• [WHAT TO WORK ON]: In your copy of the data, include no pictures and alter nothing else.
╔══
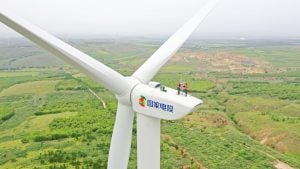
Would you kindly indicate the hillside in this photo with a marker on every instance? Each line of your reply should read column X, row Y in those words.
column 52, row 116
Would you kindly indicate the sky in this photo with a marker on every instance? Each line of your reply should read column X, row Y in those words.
column 154, row 18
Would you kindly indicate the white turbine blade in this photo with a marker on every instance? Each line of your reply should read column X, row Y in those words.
column 148, row 142
column 121, row 139
column 96, row 70
column 148, row 70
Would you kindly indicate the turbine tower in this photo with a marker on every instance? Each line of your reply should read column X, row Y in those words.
column 134, row 94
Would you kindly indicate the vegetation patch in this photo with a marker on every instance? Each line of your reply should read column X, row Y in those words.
column 6, row 113
column 278, row 90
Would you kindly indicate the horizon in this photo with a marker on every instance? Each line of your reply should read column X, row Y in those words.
column 231, row 19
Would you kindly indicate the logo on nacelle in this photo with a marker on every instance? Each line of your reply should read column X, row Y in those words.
column 155, row 104
column 142, row 101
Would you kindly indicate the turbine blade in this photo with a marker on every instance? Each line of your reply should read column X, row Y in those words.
column 148, row 70
column 88, row 65
column 121, row 139
column 148, row 142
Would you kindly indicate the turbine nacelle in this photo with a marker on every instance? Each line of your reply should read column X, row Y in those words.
column 162, row 102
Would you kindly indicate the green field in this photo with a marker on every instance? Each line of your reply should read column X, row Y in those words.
column 52, row 116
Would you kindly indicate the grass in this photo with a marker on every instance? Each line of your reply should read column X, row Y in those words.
column 58, row 123
column 278, row 90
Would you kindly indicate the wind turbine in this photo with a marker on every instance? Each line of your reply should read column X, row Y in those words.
column 134, row 94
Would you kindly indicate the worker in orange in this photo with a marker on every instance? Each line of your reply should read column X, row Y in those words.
column 185, row 88
column 178, row 87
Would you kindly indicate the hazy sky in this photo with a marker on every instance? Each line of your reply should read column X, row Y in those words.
column 230, row 19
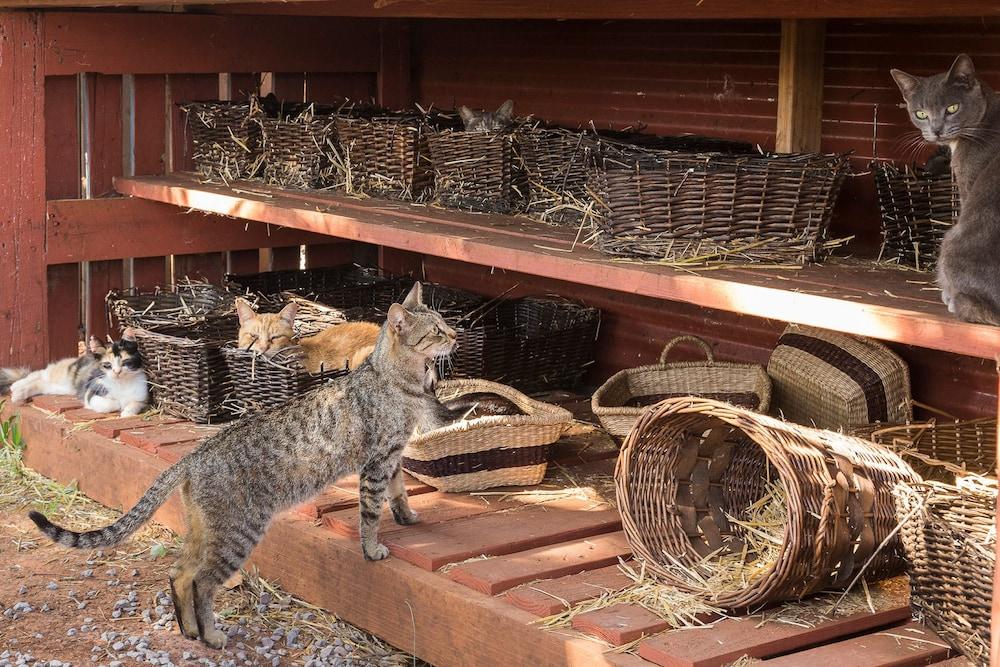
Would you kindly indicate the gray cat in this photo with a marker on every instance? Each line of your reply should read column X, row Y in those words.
column 958, row 110
column 488, row 121
column 238, row 479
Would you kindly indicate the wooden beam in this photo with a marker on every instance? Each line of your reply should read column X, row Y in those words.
column 800, row 86
column 148, row 43
column 23, row 309
column 99, row 229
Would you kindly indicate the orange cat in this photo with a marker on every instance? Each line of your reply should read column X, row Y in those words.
column 347, row 344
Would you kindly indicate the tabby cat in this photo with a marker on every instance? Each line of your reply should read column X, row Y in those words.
column 106, row 379
column 958, row 110
column 340, row 345
column 236, row 481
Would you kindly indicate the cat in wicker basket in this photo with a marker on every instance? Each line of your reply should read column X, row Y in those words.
column 958, row 110
column 106, row 377
column 337, row 346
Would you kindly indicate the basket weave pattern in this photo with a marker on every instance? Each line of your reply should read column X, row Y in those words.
column 690, row 462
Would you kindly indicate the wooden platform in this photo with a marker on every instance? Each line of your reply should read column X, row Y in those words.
column 478, row 568
column 852, row 296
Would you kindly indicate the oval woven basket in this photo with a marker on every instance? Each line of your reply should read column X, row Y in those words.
column 745, row 385
column 496, row 450
column 692, row 468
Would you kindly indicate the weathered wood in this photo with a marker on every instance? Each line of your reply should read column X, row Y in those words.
column 23, row 309
column 800, row 86
column 856, row 298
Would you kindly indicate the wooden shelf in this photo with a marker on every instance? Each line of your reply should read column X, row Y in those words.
column 852, row 296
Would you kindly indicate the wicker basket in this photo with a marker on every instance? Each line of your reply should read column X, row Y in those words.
column 259, row 382
column 835, row 381
column 226, row 141
column 917, row 208
column 949, row 535
column 507, row 450
column 744, row 385
column 692, row 466
column 668, row 205
column 187, row 370
column 477, row 171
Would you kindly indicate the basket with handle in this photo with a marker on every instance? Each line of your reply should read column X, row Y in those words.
column 628, row 393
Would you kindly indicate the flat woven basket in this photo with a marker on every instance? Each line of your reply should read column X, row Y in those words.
column 836, row 381
column 917, row 208
column 477, row 171
column 259, row 382
column 495, row 450
column 949, row 534
column 691, row 465
column 744, row 385
column 668, row 205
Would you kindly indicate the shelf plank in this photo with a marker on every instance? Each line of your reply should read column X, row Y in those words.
column 851, row 296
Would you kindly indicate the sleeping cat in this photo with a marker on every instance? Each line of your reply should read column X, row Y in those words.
column 106, row 379
column 958, row 110
column 488, row 121
column 340, row 345
column 236, row 481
╚══
• [ANSWER SPACE]:
Would you kindly indicate the hillside in this photo with a marker on every instance? Each line of your reply should read column X, row Y in those words.
column 52, row 116
Would you kindly indicate the sky in this photo with a marker on every instance? Each line of your reply should read column X, row Y in those words.
column 154, row 18
Would you kindly indicate the white turbine blade in this photo with a marker on every instance? Each line of your reply should read column X, row Y in those words.
column 148, row 142
column 121, row 139
column 96, row 70
column 148, row 70
Would you kindly indicate the turbine tower in this photo with a marker on every instance? Each line of your reply should read column X, row Y in those words.
column 134, row 94
Would you kindly indicate the vegetation patch in this photo with a marker on every instance? Each line of your reply should read column X, row Y in those words.
column 6, row 113
column 278, row 90
Would you kindly indicate the horizon in this photo with a marker on every instance? Each line of your reply should read column X, row Y in those words.
column 231, row 19
Would you kindly indicate the logo on nacelle in this photo with a marker on every instance? Each line of your reply should read column X, row Y in those words.
column 155, row 104
column 142, row 101
Would you kindly indicate the turbine blade in this photo with a marker on every instance? Each line of your reply should read column X, row Y in those words.
column 148, row 70
column 88, row 65
column 121, row 139
column 148, row 142
Would you kindly indicate the turbine nacelle in this photo with a marker on every instance? Each line of your reply should read column X, row Y in those words.
column 162, row 102
Would you kindly indicate the green field in this photo with a marker on every instance? Each line of your reply should read column X, row Y in those words.
column 52, row 116
Would you kindly indicate the grass in this photo with a marker on every instance? Each line of your reply should read column X, row Y in those words.
column 58, row 123
column 278, row 90
Would you kindly indicate the wind turbine in this photo with a marker on every instance? Each line of your reply should read column X, row Y in those words.
column 134, row 94
Would you kindly indicate the worker in orange in this photo with a marker on every instance? Each line of your reply should read column X, row Y in those words.
column 185, row 88
column 178, row 87
Would you kindly indicate the hazy sky in this photo with a marker on every instance? Each line of your reply should read column X, row Y in those words.
column 230, row 19
Would you kindly indicate the gray cat in this photo with a marker on every instance? Each line of your reply should read column X, row Y in those words.
column 958, row 110
column 488, row 121
column 238, row 479
Would you kindly indicate the wooden beam in this photo with a marker on every instance? Each line of your reply should read column X, row Y in those words.
column 800, row 86
column 148, row 43
column 23, row 309
column 99, row 229
Would you kindly indicate the orange cat in this photo with a marker on every instance? Each line of your reply should read column X, row Y in those words.
column 347, row 344
Would you kindly indicate the tabby cat in this photo with a marker on every instance? Each line of your reply should read column X, row Y in those words.
column 106, row 379
column 958, row 110
column 340, row 345
column 236, row 481
Would you kindly indicate the cat in wicker basket in this photo with a marker on every instance? Each line of your reply should read column X, row Y in those words.
column 958, row 110
column 106, row 377
column 337, row 346
Would you kindly indicate the basket weave pattern in this photo with a marker on every instance? Each line of your reply should read column X, row Y in those words.
column 690, row 462
Would you kindly indicate the wooden platform in this photo with a marker on every instance? Each line of your reply should read column X, row Y in those words.
column 478, row 568
column 852, row 296
Would you kindly indicate the oval woven basket in this photo with a marker on every instance? Each line of your reply should read column X, row Y in those words.
column 745, row 385
column 496, row 450
column 692, row 468
Would you kindly indicate the weathered wood in this photo with a marker on every instance? Each line of your reply should read column X, row Y in those words.
column 23, row 309
column 800, row 86
column 856, row 298
Would you kindly indicate the wooden shelf in this photo with a marker on every instance? Each line of your reply should read column X, row Y in those words.
column 852, row 296
Would you kindly indicate the wicker basket in this photo with a marker on every instance? Each line of your reply should read column X, row Y in those words.
column 259, row 382
column 835, row 381
column 226, row 141
column 917, row 208
column 949, row 535
column 507, row 450
column 744, row 385
column 692, row 466
column 668, row 205
column 187, row 370
column 477, row 171
Would you kindly indicate the basket with handle in this photo with a marker on every instance? Each line of your reply should read column X, row Y in those words.
column 628, row 393
Would you kindly indicate the flat woven basket in this photo with a marker on every instance? Each line of your reply should read column X, row Y in those words.
column 836, row 381
column 917, row 208
column 477, row 171
column 259, row 382
column 495, row 450
column 949, row 534
column 691, row 465
column 744, row 385
column 668, row 205
Would you kindly indicate the shelf plank in this photo with a marker on every instance? Each line of your reply should read column X, row Y in those words.
column 851, row 296
Would you kindly indicate the sleeping cat in this photo with a marker on every instance? Each line of your reply should read column X, row Y in those words.
column 106, row 379
column 958, row 110
column 488, row 121
column 340, row 345
column 236, row 481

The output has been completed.